The listing below should be written out exactly; please include all of it.

▬▬▬▬▬▬

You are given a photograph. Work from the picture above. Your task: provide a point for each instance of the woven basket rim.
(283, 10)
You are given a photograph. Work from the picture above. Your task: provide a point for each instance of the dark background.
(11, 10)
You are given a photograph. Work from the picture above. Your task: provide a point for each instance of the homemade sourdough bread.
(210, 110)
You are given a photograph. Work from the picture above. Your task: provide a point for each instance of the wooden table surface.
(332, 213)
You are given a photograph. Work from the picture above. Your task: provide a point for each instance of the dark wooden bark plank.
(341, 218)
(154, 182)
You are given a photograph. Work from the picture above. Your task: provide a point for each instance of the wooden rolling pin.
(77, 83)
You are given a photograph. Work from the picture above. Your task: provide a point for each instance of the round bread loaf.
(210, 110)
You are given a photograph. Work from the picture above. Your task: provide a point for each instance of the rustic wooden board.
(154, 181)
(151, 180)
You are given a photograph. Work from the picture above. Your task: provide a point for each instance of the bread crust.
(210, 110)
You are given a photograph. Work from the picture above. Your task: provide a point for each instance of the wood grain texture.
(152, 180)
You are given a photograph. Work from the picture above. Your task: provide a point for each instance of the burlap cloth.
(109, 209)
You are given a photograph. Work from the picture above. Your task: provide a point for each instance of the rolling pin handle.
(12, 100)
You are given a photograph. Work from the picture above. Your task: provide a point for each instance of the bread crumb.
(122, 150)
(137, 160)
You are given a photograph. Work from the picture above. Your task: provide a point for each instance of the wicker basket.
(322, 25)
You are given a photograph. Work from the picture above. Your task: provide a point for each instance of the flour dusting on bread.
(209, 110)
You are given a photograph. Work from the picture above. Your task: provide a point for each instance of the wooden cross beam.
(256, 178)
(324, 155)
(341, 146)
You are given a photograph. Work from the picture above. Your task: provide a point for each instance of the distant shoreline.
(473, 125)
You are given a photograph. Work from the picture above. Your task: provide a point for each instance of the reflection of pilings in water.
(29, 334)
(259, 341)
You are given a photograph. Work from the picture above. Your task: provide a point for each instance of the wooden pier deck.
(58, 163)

▬▬▬▬▬▬

Your response:
You are given a photograph. Work from the picture above. Your task: provide a point for each instance of the woven basket rim.
(283, 10)
You are given a photograph. Work from the picture above. Your task: provide a point for each instance of the dark background.
(11, 10)
You are given a photograph. Work from the picture above. Your task: provide a point for each instance of the homemade sourdough bread.
(210, 110)
You are given a photograph. Work from the picture above. Your task: provide a point for each instance of the wooden table surface.
(332, 213)
You are given a photograph. Work from the picture above. Your task: provide a point for each instance of the dark wooden bark plank.
(341, 218)
(154, 182)
You are given a photograph. Work from the picture above. Your task: provide a point for each instance of the wooden rolling pin.
(77, 83)
You are given a photograph. Work from the picture above. Your task: provide a point for each instance of the round bread loaf.
(210, 110)
You are given a photograph. Work from the picture above. Your task: provide a point for each instance of the rustic wooden board.
(154, 181)
(151, 180)
You are given a photograph. Work from the picture above. Your task: provide a point for each instance of the bread crust.
(210, 110)
You are given a photograph. Work from the picture above. Your task: provide a point for each instance of the wood grain texture.
(152, 180)
You are given a photograph. Work from the picture above. Your task: provide a point for each instance of the burlap cloth.
(109, 209)
You are given a photograph. Work from the picture above. Your task: provide a point for each instance of the rolling pin handle.
(12, 100)
You are given a photograph. Work from the picture above. Your task: provide a point for each instance of the bread crumb.
(122, 150)
(137, 160)
You are given a photograph. Work from the picture above. Your task: provide a point for each instance of the wicker basket.
(322, 25)
You are given a photograph. Work from the picture above. Your task: provide a point for each instance of the flour dusting on bread.
(209, 110)
You are given a photograph. Work from the picture above. Your task: provide a point for each instance of the wooden cross beam.
(256, 178)
(324, 155)
(341, 146)
You are given a photograph. Work from the picture above. Your task: provide a point for each instance of the distant shoreline.
(473, 125)
You are given a photograph. Work from the picture above. Your task: provide a point for each instance of the reflection of pilings in water.
(29, 334)
(259, 341)
You are given a photograph. Work from the picture above. Your task: provide a point for each instance of the wooden pier deck.
(58, 163)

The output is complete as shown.